Go through the entries and copy each one exactly. Leave none out.

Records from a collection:

########

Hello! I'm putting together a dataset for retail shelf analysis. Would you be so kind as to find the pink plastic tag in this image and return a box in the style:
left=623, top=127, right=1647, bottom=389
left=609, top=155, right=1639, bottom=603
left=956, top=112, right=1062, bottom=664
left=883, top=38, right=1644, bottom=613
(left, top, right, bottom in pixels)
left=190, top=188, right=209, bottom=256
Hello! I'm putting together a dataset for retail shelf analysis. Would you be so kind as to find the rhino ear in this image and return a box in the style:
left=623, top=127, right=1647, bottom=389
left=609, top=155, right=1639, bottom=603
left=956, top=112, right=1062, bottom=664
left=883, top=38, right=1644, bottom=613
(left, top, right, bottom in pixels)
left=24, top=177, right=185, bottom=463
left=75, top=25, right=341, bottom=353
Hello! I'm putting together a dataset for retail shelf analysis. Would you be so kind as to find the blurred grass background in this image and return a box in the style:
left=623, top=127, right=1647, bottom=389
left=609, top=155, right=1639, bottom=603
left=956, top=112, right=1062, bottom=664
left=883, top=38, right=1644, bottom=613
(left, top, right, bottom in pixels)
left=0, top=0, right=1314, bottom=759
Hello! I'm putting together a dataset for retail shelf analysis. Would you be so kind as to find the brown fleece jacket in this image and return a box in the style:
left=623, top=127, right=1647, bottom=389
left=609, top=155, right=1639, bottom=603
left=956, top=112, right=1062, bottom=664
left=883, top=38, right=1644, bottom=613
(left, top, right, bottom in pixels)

########

Result of this exercise:
Hello! I'm putting together a dataset for retail shelf analysis. Would you be so kind as to find the pink plastic tag in this image and return a box in the style:
left=623, top=127, right=1647, bottom=389
left=609, top=155, right=1639, bottom=603
left=956, top=112, right=1062, bottom=664
left=883, top=38, right=1644, bottom=613
(left, top, right, bottom in pixels)
left=190, top=188, right=209, bottom=256
Hello! I'm putting together a dataset for retail shelf analysis. Would you be so kind as to find the rhino ear in this image and return a box in the style:
left=623, top=127, right=1647, bottom=389
left=609, top=155, right=1639, bottom=603
left=956, top=112, right=1062, bottom=664
left=883, top=38, right=1644, bottom=613
(left, top, right, bottom in pixels)
left=24, top=177, right=185, bottom=463
left=75, top=25, right=341, bottom=353
Hello! I'm putting together a dataset for retail shelf analysis. Would you be so kind as to find the blurred grass background in this image and return a box in the style:
left=623, top=127, right=1647, bottom=389
left=609, top=155, right=1639, bottom=603
left=956, top=112, right=1062, bottom=664
left=883, top=38, right=1644, bottom=613
(left, top, right, bottom in pixels)
left=0, top=0, right=1314, bottom=759
Hello! I'm putting together a dataset for retail shelf analysis. Would you be so kind as to find the brown fleece jacket in this image and return a box in the style:
left=623, top=127, right=1647, bottom=389
left=609, top=155, right=1639, bottom=603
left=956, top=112, right=1062, bottom=664
left=883, top=38, right=1644, bottom=613
(left, top, right, bottom in pixels)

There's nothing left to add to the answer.